[Coordinate labeling data]
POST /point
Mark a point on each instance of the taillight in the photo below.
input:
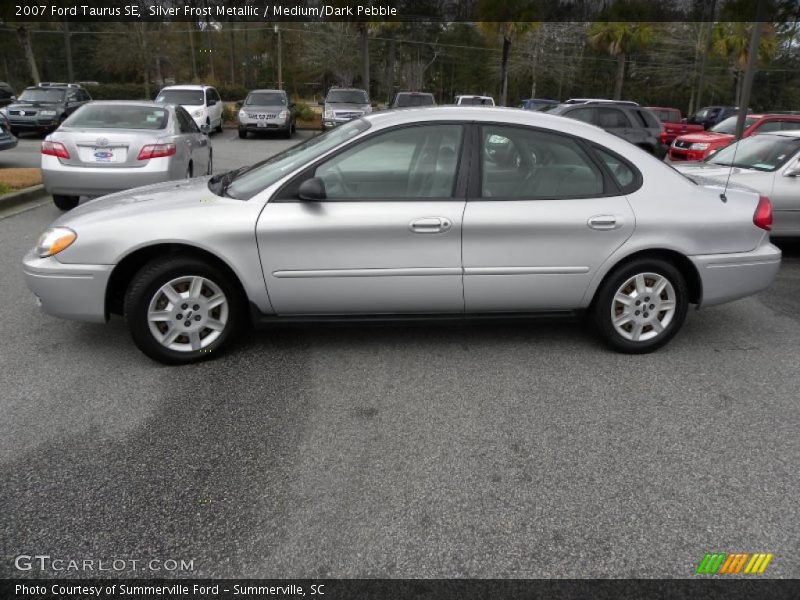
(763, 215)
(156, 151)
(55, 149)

---

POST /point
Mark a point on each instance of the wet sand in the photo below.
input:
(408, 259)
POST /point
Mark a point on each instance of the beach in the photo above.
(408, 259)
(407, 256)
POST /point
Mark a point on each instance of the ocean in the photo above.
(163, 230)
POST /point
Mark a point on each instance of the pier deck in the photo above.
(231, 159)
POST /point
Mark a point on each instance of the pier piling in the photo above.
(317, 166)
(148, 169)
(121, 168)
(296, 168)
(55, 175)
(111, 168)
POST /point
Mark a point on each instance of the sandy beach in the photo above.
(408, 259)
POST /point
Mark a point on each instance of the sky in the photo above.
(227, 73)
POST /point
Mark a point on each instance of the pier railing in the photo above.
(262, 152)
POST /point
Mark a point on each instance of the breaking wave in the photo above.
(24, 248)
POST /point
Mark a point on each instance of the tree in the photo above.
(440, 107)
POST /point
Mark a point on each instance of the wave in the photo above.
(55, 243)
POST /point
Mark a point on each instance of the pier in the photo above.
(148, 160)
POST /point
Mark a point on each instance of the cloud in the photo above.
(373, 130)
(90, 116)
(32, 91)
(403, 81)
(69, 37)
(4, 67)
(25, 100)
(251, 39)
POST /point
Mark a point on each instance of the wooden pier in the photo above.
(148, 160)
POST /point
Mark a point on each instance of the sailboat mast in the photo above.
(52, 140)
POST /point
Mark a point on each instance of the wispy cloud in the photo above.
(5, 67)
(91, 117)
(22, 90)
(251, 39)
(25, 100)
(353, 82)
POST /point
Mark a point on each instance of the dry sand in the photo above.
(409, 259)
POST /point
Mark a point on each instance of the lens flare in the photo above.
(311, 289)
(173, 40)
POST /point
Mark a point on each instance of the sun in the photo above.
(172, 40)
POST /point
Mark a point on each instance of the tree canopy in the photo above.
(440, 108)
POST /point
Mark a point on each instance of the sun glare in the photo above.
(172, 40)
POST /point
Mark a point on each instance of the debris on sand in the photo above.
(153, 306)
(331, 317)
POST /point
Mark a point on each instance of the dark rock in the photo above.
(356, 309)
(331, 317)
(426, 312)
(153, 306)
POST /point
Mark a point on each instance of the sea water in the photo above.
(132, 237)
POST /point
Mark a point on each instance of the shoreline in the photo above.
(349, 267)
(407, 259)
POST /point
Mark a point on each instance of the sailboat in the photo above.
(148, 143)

__Task goal__
List each line in the entries above that contains the string "beach". Case counts.

__Output of the exercise__
Mark a point on each instance of the beach in the photo above.
Mark a point on each instance of the sandy beach in the photo above.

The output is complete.